Consigne: Extrayez de l'article sur le Baromètre 2023 de la communication intercommunale le passage qui commence par « Communication intercommunale : premières » et se poursuit jusqu'à « qu’éclaire notre étude. ».
***** Article *****
Communication intercommunale : premières tendances du Baromètre 2023
En attendant les résultats complets, jetons un regard sur les chiffres du Baromètre 2023 de la communication intercommunale. Les spécificités et les difficultés actuelles de la communication des intercommunalités y sont vues par leurs communicants mais aussi par leurs élus, dircabs et DGS. En quelques années, la communication a pris toute sa place dans ces collectivités. Mais améliorer l'identification des intercommunalités et rendre plus efficace la coordination entre leur communication et celle des communes membres restent des challenges qu’éclaire notre étude.
Nous l’avions constaté en 2019 à la vue des résultats de la 5e édition du Baromètre de la communication intercommunale. Après la fusion des intercommunalités imposée par la loi NOTRe de 2015, les nouvelles grandes communautés se sont rapidement dotées d’un service communication. Et aujourd’hui, pratiquement toutes les intercommunalités disposent d’un service ou d’une direction. Même pour les communautés de communes : environ 85 % d’entre elles possèdent une communication structurée avec des professionnels et un budget.
***** Données fournies *****
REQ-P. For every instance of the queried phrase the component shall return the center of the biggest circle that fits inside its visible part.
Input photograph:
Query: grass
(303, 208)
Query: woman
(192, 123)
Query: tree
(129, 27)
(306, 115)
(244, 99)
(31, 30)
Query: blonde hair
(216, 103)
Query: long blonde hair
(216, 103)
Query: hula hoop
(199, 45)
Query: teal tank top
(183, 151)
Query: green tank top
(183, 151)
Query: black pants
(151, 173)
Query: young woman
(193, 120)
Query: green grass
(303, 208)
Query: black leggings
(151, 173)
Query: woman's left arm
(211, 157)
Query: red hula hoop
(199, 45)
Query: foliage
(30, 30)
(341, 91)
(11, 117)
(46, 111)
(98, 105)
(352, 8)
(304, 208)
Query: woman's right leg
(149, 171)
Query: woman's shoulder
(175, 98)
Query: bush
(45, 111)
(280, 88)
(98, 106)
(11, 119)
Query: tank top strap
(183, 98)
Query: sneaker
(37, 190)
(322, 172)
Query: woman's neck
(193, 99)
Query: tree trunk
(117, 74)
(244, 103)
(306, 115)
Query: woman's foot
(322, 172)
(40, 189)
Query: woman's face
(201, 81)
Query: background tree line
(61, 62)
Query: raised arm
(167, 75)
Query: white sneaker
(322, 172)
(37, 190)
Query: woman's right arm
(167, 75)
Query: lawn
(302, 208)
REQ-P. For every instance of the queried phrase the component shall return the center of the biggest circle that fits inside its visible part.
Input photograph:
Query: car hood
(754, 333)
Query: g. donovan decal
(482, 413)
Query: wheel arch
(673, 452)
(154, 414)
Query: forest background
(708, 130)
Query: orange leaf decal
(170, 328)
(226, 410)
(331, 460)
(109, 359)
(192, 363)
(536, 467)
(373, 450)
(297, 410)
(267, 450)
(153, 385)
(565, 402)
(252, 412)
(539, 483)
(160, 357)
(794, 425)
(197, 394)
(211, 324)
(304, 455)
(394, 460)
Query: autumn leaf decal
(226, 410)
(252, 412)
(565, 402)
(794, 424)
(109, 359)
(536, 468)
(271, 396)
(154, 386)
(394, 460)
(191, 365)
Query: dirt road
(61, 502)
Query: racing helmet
*****
Corrigé:
Communication intercommunale : premières tendances du Baromètre 2023
En attendant les résultats complets, jetons un regard sur les chiffres du Baromètre 2023 de la communication intercommunale. Les spécificités et les difficultés actuelles de la communication des intercommunalités y sont vues par leurs communicants mais aussi par leurs élus, dircabs et DGS. En quelques années, la communication a pris toute sa place dans ces collectivités. Mais améliorer l'identification des intercommunalités et rendre plus efficace la coordination entre leur communication et celle des communes membres restent des challenges qu’éclaire notre étude.